**** RECORDS PROVIDED

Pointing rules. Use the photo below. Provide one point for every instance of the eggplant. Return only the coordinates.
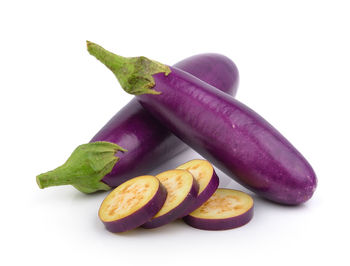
(132, 203)
(206, 177)
(182, 190)
(133, 142)
(223, 130)
(226, 209)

********

▶ **WHAT YOU HAVE TO DO**
The material above is to be set down exactly, with pictures removed.

▶ **EXERCISE RESULT**
Pointing rules. Use the photo below. Provide one point for every instance of the eggplant. Return only the coordinates.
(132, 203)
(206, 177)
(182, 190)
(133, 142)
(223, 130)
(226, 209)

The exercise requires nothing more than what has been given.